> REQUIREMENT
Your task is to copy the material exactly.

> Dataset excerpts on object pointing
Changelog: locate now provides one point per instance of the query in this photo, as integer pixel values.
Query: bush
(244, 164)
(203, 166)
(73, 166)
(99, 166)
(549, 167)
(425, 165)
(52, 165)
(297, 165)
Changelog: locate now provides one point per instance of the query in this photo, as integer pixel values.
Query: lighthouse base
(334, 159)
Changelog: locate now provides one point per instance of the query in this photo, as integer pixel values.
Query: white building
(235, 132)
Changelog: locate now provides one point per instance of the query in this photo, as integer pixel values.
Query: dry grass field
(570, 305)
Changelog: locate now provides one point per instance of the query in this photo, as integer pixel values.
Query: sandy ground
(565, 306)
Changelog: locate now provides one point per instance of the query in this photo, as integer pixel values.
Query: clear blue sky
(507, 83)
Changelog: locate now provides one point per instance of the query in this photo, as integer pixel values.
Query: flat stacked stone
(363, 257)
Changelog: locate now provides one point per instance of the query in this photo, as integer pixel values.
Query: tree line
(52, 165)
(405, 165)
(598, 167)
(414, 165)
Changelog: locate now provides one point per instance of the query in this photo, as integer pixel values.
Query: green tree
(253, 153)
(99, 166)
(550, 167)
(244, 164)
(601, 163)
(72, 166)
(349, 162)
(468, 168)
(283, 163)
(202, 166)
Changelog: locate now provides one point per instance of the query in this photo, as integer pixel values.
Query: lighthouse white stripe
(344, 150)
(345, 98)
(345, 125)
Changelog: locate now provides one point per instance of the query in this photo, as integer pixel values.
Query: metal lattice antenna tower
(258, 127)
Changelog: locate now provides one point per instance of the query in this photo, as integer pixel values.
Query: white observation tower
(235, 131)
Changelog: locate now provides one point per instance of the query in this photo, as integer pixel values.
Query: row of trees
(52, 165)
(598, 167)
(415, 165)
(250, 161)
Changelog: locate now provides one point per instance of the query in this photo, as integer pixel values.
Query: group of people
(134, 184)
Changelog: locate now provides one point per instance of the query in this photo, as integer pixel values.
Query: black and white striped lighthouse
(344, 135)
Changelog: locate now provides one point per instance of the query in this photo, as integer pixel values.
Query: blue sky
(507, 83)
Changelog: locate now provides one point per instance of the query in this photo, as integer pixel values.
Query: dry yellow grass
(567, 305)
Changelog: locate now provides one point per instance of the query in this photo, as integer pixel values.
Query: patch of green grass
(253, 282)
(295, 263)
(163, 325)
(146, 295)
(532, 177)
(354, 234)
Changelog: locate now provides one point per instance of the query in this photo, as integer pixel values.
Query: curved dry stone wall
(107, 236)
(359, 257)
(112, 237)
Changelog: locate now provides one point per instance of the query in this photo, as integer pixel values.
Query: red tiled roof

> EXERCISE OUTPUT
Changelog: locate now provides one point per instance of the query in this photo, as integer pixel values.
Query: bush
(244, 164)
(203, 166)
(73, 166)
(99, 166)
(549, 167)
(425, 165)
(52, 165)
(297, 165)
Changelog: locate now provides one point per instance of the query in this photo, as integer pixel values.
Query: lighthouse base
(334, 159)
Changelog: locate now provides one point per instance of the query in this photo, as integer pixel values.
Query: white building
(235, 132)
Changelog: locate now provides one point per instance of the query in this photo, as integer pixel values.
Query: dry grass field
(570, 305)
Changelog: locate now provides one point per instance of the query in this photo, as integer pixel values.
Query: sandy ground
(565, 306)
Changelog: locate now provides one point per instance of the query in this photo, as integer pixel values.
Query: clear blue sky
(507, 83)
Changelog: locate now provides one point per instance of the query in this photo, as integer pixel values.
Query: flat stacked stone
(363, 257)
Changelog: locate now provides one point per instance of the query in this photo, as integer pixel values.
Query: tree line
(52, 165)
(405, 165)
(598, 167)
(414, 165)
Changelog: locate now provides one point per instance of the query in this photo, as integer pixel values.
Query: green tree
(253, 153)
(99, 166)
(550, 167)
(244, 164)
(601, 163)
(72, 166)
(349, 162)
(468, 168)
(283, 163)
(202, 166)
Changelog: locate now provides one point per instance of the query in this photo, as integer pixel values.
Query: lighthouse white stripe
(344, 150)
(345, 98)
(345, 125)
Changelog: locate now provides one point per instance of the query in this photo, as integer pixel values.
Query: metal lattice antenna tower
(258, 127)
Changelog: locate now provides one point per instance of the query in this photo, as integer pixel values.
Query: white observation tower
(235, 131)
Changelog: locate now provides one point per instance of the query in this photo, as integer pixel values.
Query: row of trees
(52, 165)
(598, 167)
(415, 165)
(250, 161)
Changelog: locate now provides one point per instance of the query in this photo, as integer pixel values.
Query: group of people
(134, 184)
Changelog: locate now provides one point per instance of the query in this photo, as integer pixel values.
Query: black and white striped lighthouse
(344, 135)
Changelog: locate now provides one point per instance of the query in this photo, as integer pixel values.
Query: blue sky
(507, 83)
Changelog: locate now provides one point per instance of the query in this photo, as integer pixel values.
Query: dry yellow grass
(567, 305)
Changelog: locate now provides one point per instance of the query in this photo, as integer pixel values.
Query: patch of green grass
(253, 282)
(295, 263)
(163, 325)
(146, 295)
(532, 177)
(354, 234)
Changelog: locate now provides one point per instance of the query in this photo, as integer pixel values.
Query: curved dry stone wall
(107, 236)
(359, 257)
(112, 237)
Changelog: locate now provides one point per instance of the query in this photo, as integer pixel values.
Query: red tiled roof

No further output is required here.